Which lines hold the word "shirt"? Copy each of them from the material.

----

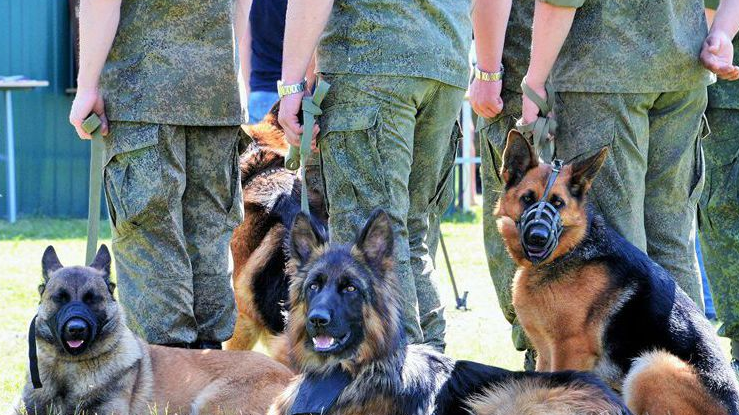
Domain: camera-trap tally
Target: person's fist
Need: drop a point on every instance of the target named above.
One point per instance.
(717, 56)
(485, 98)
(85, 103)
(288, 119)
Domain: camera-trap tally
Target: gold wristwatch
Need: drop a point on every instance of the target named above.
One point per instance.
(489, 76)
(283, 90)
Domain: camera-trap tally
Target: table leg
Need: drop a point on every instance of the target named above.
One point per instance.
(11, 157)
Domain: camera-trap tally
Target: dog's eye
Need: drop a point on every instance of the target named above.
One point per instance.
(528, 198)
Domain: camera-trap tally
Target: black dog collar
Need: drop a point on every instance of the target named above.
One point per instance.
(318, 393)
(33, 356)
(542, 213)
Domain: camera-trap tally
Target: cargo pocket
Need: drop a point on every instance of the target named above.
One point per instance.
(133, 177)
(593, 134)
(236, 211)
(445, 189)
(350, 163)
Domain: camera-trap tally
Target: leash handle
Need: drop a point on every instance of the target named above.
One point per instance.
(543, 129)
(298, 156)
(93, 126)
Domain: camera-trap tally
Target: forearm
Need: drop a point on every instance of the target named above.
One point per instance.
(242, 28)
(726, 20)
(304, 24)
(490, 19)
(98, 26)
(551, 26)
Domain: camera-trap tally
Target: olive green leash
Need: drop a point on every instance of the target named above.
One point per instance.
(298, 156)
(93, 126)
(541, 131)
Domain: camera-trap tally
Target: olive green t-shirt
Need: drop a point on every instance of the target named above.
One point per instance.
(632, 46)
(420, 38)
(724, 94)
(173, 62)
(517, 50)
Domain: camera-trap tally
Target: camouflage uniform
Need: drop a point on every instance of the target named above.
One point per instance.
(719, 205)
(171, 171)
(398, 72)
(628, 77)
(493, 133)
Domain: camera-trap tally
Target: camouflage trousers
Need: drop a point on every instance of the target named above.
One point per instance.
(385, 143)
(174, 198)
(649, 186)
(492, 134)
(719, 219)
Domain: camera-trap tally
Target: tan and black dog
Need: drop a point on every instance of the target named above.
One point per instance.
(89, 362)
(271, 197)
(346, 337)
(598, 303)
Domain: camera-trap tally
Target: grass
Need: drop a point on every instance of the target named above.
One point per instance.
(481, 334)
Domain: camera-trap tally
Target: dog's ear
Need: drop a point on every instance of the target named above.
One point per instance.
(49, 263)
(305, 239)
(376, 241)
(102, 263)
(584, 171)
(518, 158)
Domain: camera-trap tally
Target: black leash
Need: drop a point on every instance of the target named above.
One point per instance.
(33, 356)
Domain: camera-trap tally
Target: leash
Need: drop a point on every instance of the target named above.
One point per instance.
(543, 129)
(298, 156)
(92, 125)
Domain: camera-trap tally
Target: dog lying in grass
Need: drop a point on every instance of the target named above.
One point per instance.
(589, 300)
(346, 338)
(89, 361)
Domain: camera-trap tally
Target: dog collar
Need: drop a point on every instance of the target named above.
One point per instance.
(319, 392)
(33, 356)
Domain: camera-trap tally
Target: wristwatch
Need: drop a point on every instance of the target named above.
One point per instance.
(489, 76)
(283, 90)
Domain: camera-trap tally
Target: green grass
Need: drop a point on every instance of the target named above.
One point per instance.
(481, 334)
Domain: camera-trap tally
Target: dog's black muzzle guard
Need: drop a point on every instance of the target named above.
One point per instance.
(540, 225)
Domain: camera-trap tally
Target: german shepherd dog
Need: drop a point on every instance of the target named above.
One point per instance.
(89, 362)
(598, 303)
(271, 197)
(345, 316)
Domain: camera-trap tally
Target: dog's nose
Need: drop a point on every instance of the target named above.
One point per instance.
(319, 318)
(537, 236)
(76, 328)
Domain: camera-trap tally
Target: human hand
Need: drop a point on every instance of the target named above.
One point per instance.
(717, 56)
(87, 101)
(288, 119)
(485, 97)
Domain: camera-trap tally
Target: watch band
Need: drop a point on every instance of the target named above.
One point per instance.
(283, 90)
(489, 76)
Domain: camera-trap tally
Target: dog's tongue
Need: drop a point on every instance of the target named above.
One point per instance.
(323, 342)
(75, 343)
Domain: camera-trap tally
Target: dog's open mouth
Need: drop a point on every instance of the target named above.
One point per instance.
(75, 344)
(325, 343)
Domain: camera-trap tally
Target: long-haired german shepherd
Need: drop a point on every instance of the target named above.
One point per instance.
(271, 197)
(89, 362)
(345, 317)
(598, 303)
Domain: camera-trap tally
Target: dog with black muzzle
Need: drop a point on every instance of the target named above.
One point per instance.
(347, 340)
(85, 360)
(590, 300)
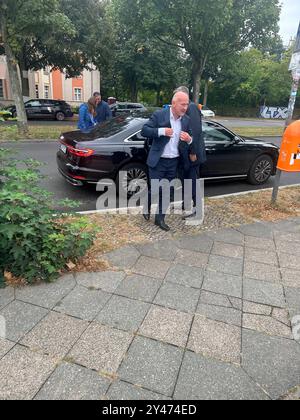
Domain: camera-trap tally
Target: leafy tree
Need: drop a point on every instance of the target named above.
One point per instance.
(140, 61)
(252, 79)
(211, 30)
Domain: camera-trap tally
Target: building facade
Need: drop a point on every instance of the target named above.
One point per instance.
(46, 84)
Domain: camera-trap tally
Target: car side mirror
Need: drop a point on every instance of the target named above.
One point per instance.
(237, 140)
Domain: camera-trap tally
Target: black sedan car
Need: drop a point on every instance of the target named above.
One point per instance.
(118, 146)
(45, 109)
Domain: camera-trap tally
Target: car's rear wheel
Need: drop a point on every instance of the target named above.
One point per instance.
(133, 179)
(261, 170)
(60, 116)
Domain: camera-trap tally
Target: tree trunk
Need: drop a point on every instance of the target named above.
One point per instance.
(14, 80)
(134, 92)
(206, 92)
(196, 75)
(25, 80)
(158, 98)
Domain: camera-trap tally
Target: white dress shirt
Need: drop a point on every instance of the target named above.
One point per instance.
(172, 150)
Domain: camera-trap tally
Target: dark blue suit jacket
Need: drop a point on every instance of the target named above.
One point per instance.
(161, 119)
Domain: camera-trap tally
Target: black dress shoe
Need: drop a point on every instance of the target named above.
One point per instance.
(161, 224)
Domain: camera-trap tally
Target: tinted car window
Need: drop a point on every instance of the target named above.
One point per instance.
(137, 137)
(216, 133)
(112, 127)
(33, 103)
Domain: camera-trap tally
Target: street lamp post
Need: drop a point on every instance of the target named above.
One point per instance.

----

### WRITTEN SOLUTION
Target: olive green t-shirt
Target: white dress shirt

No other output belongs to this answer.